[Location identification lines]
━━━━━━
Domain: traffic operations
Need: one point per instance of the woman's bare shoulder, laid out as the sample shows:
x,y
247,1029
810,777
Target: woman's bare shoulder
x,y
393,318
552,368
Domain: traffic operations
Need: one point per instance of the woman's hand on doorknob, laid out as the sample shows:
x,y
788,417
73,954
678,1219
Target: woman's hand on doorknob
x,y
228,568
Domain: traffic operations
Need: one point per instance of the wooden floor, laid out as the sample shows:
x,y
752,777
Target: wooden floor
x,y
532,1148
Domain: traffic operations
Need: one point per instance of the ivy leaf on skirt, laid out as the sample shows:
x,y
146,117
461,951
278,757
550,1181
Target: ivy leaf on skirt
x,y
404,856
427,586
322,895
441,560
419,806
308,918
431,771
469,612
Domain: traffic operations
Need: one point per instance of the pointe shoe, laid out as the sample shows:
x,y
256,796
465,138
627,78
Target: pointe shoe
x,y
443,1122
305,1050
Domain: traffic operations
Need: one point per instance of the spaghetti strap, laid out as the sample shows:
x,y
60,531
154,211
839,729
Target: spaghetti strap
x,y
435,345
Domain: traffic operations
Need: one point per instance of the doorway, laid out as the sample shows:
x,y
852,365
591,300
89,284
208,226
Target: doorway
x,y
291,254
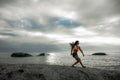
━━━━━━
What the task asks
Please show every line above that contains the word "leaf". Case counts.

Task solution
Need: one point per instance of the ivy leaf on skirt, laid out as the sample shows:
Target: ivy leaf on skirt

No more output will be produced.